▶ PASSAGE FOR REVIEW
Aug. 8, 2006 — Ten years ago this summer, NASA announced the discovery of life on Mars.
At a Washington, D.C., news conference, scientists showed magnified pictures of a four-pound Martian meteorite riddled with wormy blobs that looked like bacterial colonies.
The researchers explained how they had pried numerous clues from the rock, all strongly supporting their contention that microscopic creatures once occupied its nooks and crannies.
Ten years later, the results have not been verified. Skeptics have found non-biological explanations for every piece of evidence that was presented on Aug. 6, 1996. And though they still vigorously defend their claim, the NASA scientists who advanced it now stand alone in their belief.
"We certainly have not convinced the community, and that's been a little bit disappointing," said David McKay, a NASA biochemist and leader of the team that started the scientific episode.
But even though the majority of his colleagues don't buy his "life on Mars" theory — McKay's own brother, also a NASA scientist, is one of his most prominent critics — many say they respect him and greatly appreciate his efforts.
The announcement and the technical paper that followed it practically created exobiology, the scientific field that investigates the potential for life on other planets.

▶ INSTRUCTIONS
#1 Explain why, according to the Mars meteorite article, the NASA scientists who made the claim now stand alone in their belief. Answer in one to three sentences.
#2 Quote the Mars meteorite article from "The announcement and" to "on other planets.".

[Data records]
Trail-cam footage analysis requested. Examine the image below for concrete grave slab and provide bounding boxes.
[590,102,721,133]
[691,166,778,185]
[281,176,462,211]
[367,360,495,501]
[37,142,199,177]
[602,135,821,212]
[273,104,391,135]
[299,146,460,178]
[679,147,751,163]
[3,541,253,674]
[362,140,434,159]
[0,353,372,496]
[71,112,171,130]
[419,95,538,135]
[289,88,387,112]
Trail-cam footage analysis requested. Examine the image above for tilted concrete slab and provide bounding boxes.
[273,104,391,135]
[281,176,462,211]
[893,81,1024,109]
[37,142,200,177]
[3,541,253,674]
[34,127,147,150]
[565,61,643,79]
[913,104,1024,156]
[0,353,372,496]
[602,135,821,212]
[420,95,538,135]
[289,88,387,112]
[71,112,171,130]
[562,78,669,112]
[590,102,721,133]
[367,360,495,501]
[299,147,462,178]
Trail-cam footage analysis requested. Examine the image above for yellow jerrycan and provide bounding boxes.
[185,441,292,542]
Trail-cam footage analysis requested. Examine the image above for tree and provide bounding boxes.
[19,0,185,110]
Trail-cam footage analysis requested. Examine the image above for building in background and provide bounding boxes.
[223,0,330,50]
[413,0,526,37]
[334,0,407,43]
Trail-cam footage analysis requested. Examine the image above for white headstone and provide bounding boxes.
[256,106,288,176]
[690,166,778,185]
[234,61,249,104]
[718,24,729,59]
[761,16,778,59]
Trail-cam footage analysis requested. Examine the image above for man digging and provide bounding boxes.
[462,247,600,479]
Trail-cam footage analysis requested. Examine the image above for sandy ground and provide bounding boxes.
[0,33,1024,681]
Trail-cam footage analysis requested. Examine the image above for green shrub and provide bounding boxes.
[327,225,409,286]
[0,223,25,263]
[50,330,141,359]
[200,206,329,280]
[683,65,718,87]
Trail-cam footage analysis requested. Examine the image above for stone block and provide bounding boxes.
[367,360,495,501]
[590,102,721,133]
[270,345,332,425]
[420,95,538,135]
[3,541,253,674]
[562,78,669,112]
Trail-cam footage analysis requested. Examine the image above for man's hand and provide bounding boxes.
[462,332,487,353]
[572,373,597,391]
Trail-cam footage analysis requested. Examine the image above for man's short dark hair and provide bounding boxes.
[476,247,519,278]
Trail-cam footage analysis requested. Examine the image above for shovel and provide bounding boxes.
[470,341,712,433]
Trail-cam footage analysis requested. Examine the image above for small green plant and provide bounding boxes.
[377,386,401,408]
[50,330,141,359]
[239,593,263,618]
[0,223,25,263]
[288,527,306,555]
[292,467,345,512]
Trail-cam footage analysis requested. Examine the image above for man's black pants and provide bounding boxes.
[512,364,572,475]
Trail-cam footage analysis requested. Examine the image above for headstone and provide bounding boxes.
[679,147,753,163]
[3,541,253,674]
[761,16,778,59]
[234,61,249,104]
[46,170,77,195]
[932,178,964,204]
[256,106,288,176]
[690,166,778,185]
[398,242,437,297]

▶ OUTPUTS IN ORDER
#1 Ten years after the announcement, the results have not been verified. Skeptics have found non-biological explanations for every piece of evidence presented on Aug. 6, 1996.

#2
The announcement and the technical paper that followed it practically created exobiology, the scientific field that investigates the potential for life on other planets.